Is the ideal man a waif or an Adonis? That’s the question New York Fashion Week will answer. Though rail-thin male models have dominated the last ten years on the catwalk, muscle-bound men are interrupting their spotlight — bringing along their inguinal creases.
In the Washington Post, fashion critic Robin Givhan — who is a joy to read, by the way — takes on the transition of male body types and points to Hedi Slimane’s reign at Dior Homme as the leader in selecting svelte men for his runway. Slimane’s models sort of resembled a not-so-distant androgynous cousin of Tilda Swinton: Quite thin with a striking face that wasn't necessarily in line with the traditional standard of beauty. Something about each model made them a little left of center and different.
In 2006, Slimane was praised by Style.com as presenting "a new way to be masculine." Now, eight years later, it seems that fashion has tired of his "willowy boy-men" with 29-inch waistlines. Currently, designers are looking for Thor look-a-likes, male models with pecs and six-packs — think less David Bowie/Thin White Duke and more Chris Pratt in Guardians of the Galaxy.

━━━━━━━━━━━━━━━━━━━━

PROBLEMS AND TASKS »
1 - List every real person named in the passage on male runway models.
2 - Write the next paragraph of the passage on male runway models, following on from its last sentence.

[Natural-language object grounding data]
━━━━━━━━━━━━━━━━━━━━

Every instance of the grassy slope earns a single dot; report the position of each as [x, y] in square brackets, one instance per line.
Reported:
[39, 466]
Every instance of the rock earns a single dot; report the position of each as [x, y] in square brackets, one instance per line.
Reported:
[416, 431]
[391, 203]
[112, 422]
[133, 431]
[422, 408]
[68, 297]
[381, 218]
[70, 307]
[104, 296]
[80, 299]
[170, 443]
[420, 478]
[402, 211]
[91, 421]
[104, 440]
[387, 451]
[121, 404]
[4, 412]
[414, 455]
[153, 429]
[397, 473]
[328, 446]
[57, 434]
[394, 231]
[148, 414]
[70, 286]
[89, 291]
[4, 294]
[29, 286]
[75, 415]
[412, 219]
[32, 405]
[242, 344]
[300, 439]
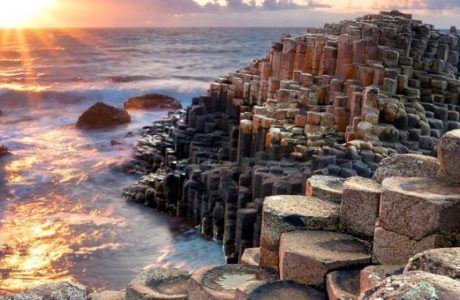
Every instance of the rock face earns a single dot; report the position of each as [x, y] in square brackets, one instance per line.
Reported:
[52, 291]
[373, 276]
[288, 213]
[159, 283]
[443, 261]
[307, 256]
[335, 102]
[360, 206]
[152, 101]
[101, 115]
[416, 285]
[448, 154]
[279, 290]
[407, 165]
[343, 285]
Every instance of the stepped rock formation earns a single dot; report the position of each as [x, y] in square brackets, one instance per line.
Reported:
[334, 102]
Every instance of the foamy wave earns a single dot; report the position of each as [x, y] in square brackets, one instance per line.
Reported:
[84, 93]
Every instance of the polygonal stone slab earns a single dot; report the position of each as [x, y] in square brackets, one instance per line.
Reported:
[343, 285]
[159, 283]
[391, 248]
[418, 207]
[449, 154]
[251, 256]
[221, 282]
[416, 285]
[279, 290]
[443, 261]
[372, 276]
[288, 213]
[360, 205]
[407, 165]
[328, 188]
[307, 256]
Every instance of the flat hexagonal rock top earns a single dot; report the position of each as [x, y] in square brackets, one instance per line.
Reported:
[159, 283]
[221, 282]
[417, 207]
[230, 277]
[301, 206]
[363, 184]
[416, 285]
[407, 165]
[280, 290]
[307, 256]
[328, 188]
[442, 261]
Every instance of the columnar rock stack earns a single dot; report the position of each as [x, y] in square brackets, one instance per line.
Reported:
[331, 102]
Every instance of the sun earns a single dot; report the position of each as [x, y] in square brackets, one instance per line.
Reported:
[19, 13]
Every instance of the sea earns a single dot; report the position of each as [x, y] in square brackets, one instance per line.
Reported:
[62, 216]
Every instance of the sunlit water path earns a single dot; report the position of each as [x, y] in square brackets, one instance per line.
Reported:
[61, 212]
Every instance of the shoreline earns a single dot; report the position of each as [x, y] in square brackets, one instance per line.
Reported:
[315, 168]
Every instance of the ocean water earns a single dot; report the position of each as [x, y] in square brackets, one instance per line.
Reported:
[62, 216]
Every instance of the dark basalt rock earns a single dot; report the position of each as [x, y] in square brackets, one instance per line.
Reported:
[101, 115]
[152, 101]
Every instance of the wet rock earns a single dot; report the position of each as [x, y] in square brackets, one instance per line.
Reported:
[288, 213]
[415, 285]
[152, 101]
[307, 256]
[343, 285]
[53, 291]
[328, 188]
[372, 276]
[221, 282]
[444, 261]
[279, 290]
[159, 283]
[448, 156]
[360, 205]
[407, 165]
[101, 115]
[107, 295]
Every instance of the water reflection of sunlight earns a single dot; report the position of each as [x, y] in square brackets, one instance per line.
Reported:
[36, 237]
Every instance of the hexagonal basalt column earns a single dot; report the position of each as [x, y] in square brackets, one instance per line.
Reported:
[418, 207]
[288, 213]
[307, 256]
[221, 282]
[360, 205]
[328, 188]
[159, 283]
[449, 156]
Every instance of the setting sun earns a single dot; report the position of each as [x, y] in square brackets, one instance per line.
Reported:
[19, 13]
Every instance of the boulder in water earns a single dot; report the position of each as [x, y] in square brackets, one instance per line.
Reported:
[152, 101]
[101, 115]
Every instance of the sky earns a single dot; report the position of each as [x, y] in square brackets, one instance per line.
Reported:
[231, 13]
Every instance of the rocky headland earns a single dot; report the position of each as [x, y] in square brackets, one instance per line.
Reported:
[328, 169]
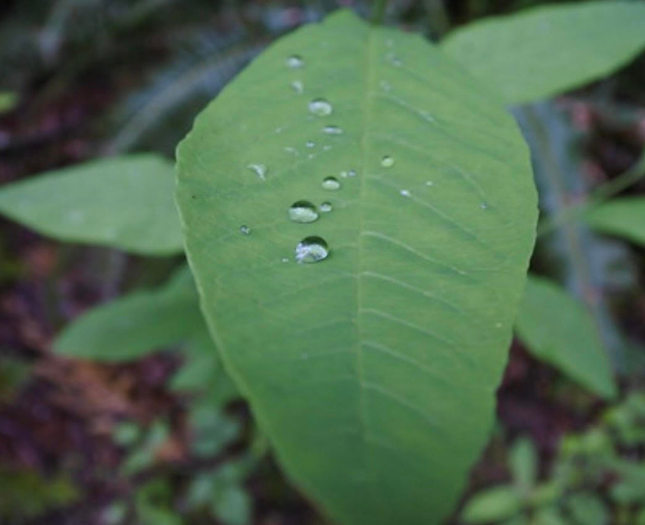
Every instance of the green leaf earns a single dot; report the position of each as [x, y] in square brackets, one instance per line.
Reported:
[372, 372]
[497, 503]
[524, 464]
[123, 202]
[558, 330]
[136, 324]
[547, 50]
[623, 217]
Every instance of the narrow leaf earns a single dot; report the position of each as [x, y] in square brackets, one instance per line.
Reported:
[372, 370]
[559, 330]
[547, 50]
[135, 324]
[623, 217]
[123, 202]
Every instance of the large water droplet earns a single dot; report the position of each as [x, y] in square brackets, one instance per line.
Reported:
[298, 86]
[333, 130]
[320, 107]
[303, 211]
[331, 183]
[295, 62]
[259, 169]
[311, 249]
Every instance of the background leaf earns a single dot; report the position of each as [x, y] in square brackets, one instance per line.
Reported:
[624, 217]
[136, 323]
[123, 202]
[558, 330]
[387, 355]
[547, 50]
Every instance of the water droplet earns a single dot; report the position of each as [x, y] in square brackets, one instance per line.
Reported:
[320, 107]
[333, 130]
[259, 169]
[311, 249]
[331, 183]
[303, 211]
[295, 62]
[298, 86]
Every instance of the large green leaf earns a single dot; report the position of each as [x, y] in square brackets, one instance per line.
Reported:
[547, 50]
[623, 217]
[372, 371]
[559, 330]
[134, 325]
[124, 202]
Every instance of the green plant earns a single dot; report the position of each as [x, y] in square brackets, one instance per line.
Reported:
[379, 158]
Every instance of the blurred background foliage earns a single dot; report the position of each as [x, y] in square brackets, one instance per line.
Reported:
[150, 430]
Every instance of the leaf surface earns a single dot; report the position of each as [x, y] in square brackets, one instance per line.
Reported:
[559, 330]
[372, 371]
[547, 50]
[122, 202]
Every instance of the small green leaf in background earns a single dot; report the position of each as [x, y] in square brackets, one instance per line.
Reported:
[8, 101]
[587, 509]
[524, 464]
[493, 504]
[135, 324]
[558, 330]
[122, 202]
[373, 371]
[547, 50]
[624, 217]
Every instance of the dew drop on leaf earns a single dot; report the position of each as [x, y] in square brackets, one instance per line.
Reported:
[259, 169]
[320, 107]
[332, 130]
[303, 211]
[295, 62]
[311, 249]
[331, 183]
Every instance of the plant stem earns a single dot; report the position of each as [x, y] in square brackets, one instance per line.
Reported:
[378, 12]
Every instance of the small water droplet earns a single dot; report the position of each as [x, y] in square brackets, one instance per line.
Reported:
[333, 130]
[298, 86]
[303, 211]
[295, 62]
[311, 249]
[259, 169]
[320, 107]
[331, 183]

━━━━━━━━━━━━━━━━━━━━

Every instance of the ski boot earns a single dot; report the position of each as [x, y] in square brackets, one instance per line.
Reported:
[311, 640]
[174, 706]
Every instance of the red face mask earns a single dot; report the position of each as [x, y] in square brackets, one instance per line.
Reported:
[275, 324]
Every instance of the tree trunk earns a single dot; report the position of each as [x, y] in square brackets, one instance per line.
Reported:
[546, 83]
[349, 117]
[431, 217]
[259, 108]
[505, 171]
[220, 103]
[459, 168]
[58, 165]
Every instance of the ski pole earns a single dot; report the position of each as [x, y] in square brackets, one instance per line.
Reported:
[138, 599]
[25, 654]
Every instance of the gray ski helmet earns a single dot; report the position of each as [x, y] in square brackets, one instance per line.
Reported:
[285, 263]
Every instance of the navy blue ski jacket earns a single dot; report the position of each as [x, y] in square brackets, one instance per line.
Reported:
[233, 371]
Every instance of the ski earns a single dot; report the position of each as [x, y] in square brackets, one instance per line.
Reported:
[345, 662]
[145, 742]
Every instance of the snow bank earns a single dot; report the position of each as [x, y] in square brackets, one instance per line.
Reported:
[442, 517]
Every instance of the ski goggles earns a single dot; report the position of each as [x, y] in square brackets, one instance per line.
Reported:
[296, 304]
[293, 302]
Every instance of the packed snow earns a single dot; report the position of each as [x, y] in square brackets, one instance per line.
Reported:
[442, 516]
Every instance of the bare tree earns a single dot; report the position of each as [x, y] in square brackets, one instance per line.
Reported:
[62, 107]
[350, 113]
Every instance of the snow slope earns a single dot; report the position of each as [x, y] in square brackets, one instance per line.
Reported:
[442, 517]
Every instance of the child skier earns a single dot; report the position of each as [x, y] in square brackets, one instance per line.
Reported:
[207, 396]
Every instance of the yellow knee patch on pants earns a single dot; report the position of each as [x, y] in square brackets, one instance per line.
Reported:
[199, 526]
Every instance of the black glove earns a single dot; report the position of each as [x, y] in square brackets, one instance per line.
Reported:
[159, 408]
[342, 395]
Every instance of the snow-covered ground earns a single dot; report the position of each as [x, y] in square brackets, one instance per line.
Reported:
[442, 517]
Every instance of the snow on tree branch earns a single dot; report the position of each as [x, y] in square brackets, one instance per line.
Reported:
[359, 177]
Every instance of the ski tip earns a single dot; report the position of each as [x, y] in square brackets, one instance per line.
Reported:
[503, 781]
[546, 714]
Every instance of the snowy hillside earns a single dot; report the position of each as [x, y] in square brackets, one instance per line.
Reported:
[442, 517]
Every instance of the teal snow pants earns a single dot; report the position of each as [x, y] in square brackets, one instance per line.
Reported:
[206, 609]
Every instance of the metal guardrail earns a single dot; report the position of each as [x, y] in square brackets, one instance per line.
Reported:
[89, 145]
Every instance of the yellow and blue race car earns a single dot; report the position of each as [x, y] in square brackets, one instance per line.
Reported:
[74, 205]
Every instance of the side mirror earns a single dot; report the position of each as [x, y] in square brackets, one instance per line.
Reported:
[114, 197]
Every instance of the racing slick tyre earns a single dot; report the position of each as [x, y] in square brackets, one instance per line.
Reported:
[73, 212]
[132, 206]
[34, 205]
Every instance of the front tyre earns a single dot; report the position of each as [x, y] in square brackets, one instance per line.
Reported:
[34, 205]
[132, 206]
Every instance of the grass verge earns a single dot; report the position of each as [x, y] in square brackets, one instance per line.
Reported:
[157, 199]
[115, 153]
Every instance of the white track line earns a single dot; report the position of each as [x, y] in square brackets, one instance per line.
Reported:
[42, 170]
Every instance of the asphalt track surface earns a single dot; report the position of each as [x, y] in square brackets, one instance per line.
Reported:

━━━━━━━━━━━━━━━━━━━━

EXPECTED OUTPUTS »
1 - Robin Givhan, Hedi Slimane, Tilda Swinton, David Bowie, Chris Pratt

2 -
“For me personally, I’ve been evolving from ‘the skinny guy’ in high school and university to the more muscular guy,” says model Braeden Wright.
“I want to be someone who can look like a Greek warrior one minute, a gritty rocker the next,” Wright explains. In other words, he wants to have it both ways and keep working regardless of fashion’s whiplashing preferences.
Back in April, we learned that in Hollywood is all about Team Inguinal Crease: Male actors have joined the unrealistic beauty standards party which ladies have been forced to attend for so long. It's all about cut abs and bulging biceps right now. And while male models aren't necessarily preparing to play a superhero that can, say, save the entire galaxy from destruction, making sure a designer’s clothes look just right on a catwalk for 15 minutes under the hot lights of Lincoln Center is no small feat. The new breed of guy has probably spent weeks in the gym, obsessing over activity levels and carbohydrate intake while scarfing down mountains of protein. Beefing up can be just as hard as slimming down. But contemporary fashion is done with the super skinny rock'n roll type. For now.
Of course, the sartorial shift isn't fair — is anything ever, when it comes to fashion trends? — but the age of alternative looks is dying and the return of stereotypical so-called "manly" men is upon us. Beards — supposedly going out of style back in April — seem to be here to stay. It's all about looking more like a dude’s dude, and apparently, "manly" does not mean super-lean.